Lines before the one containing "The component shall place one marker per instance of the swiss" are excluded; reproduce that line and all lines after it in the entries below, exactly.

::: Material to process :::

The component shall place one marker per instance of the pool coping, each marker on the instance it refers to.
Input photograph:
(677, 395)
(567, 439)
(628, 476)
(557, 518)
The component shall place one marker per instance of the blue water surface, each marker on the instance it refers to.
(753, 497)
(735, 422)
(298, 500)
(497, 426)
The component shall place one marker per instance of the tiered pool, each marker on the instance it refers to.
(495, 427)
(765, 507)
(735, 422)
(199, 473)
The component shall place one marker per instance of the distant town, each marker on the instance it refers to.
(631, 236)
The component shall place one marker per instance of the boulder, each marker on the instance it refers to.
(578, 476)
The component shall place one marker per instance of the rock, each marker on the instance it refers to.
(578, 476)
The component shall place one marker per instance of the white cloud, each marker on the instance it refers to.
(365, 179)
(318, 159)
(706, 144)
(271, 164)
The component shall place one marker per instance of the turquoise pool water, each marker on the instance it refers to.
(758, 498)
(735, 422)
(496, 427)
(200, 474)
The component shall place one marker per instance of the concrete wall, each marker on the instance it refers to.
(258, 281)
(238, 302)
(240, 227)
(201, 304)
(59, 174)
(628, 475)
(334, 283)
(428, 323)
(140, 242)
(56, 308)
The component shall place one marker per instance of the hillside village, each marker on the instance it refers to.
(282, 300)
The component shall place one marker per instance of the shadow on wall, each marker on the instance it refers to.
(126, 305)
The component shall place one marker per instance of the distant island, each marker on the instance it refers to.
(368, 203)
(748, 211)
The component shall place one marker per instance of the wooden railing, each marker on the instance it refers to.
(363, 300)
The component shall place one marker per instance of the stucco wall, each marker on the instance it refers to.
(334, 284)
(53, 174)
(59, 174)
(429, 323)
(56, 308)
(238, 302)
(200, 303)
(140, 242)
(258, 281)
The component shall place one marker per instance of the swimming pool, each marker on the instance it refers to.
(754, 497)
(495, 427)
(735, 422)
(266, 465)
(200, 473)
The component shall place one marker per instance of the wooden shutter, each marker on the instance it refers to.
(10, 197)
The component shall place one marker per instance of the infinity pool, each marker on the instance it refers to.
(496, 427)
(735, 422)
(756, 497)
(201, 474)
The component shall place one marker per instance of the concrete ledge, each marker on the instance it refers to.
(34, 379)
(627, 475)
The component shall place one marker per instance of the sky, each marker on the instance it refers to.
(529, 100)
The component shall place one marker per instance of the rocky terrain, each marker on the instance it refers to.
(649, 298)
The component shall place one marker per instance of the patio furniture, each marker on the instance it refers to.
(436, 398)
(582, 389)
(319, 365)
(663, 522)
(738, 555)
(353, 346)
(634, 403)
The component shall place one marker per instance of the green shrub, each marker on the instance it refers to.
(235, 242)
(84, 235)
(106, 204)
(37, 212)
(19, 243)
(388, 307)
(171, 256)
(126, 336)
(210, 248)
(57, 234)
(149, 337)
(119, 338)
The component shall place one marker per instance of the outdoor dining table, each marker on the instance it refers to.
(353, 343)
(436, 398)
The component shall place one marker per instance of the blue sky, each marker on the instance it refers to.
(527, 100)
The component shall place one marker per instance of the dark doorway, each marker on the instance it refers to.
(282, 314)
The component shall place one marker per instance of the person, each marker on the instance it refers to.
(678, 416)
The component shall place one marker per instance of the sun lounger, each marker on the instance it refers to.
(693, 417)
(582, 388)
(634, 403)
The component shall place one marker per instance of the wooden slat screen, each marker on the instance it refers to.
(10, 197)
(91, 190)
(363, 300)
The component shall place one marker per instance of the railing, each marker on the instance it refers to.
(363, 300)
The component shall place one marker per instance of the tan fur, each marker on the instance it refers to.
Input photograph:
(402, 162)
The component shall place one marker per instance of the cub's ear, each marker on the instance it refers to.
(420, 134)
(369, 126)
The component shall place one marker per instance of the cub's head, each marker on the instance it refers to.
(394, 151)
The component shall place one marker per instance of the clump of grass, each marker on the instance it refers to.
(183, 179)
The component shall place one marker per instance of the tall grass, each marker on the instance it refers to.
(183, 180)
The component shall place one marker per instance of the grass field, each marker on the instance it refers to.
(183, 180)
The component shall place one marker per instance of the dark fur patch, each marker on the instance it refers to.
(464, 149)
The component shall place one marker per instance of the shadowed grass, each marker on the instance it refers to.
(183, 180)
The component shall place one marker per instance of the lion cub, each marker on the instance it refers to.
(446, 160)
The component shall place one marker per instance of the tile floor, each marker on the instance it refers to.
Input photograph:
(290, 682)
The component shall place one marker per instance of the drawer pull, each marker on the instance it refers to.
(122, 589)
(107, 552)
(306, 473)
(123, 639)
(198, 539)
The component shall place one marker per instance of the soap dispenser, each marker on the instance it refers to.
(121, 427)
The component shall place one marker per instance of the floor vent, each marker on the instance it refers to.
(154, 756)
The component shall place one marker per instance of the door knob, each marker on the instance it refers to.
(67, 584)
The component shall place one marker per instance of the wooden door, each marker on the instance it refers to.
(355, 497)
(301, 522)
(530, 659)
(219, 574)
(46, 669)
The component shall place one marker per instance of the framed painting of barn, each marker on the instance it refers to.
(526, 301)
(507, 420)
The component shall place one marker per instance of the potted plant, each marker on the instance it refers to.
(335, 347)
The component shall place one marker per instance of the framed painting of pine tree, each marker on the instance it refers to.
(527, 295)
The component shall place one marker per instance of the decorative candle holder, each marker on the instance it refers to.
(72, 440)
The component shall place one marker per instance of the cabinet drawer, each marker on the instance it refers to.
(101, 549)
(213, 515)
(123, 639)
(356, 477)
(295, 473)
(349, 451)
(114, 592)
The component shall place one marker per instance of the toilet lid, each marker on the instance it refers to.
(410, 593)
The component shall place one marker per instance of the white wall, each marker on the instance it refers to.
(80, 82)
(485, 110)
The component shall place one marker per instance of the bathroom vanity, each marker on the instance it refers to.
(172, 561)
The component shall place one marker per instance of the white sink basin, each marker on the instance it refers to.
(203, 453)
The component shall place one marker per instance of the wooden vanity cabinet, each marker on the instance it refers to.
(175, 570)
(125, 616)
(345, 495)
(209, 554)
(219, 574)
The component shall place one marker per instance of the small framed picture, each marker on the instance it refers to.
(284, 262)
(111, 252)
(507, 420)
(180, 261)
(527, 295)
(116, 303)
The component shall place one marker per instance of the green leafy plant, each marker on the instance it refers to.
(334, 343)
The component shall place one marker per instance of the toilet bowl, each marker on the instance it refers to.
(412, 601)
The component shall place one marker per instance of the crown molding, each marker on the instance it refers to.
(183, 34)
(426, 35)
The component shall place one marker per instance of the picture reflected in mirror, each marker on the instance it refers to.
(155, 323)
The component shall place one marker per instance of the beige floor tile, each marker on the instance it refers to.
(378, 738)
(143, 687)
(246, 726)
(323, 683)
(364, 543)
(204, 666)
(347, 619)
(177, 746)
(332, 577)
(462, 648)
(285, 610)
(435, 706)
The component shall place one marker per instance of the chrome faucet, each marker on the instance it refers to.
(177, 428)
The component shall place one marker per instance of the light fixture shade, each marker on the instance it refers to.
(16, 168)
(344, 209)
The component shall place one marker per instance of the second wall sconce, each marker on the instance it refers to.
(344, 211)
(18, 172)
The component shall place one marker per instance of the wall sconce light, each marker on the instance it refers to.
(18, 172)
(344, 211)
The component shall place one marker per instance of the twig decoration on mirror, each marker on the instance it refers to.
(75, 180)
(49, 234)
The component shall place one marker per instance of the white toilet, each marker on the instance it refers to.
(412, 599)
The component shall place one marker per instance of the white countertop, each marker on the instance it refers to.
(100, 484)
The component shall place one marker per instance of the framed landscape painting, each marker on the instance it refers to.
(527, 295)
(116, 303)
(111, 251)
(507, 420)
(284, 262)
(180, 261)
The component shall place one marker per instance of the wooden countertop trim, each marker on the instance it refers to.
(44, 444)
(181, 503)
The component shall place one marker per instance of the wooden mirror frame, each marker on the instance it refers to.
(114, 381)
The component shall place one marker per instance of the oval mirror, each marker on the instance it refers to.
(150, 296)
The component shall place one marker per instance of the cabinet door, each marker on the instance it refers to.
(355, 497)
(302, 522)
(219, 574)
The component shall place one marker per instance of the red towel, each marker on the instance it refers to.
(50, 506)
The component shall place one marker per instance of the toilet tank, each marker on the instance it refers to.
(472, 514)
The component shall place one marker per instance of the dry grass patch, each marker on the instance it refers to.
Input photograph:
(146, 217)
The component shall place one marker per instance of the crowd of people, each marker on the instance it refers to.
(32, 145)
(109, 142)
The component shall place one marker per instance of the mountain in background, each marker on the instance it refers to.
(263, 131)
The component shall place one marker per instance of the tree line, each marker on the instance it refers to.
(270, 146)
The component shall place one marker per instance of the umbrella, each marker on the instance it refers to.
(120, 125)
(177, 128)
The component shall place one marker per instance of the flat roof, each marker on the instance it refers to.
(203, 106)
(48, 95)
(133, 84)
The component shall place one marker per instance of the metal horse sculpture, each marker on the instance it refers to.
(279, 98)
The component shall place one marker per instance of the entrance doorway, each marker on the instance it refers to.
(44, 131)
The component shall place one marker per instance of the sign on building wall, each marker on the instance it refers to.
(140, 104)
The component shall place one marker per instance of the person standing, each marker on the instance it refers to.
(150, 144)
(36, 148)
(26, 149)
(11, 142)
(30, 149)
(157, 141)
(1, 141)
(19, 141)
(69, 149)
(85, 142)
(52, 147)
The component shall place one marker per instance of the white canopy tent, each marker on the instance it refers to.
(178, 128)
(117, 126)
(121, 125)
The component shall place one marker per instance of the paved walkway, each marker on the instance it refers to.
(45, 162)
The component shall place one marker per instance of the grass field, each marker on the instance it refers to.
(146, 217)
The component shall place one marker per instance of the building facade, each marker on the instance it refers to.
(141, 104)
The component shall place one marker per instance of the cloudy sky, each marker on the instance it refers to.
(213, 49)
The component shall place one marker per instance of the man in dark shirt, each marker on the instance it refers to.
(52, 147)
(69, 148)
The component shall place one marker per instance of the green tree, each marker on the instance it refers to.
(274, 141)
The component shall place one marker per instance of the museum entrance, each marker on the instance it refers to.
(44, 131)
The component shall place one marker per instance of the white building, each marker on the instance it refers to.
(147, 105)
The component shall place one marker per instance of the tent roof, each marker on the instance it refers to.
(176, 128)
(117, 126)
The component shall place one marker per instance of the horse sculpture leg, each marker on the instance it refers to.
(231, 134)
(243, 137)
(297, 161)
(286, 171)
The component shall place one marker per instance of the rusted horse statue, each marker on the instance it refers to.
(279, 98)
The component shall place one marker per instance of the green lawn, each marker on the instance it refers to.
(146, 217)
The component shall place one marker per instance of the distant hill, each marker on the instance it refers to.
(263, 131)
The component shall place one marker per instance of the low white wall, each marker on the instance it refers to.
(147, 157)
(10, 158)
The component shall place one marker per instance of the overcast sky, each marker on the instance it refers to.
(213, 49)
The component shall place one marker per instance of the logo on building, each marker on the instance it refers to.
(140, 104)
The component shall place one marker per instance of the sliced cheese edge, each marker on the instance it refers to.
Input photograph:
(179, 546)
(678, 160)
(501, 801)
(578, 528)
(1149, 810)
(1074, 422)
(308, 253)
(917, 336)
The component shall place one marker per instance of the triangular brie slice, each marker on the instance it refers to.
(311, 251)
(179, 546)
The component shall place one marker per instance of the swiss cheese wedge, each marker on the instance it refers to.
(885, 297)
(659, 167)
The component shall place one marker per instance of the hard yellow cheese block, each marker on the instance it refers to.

:::

Written reply
The component shall place one marker per instance of the swiss cheese wedge, each marker on the instance it refers to.
(885, 297)
(659, 167)
The component shall place one marker per instance of the hard yellow cheese block, each marker on the instance it refers to.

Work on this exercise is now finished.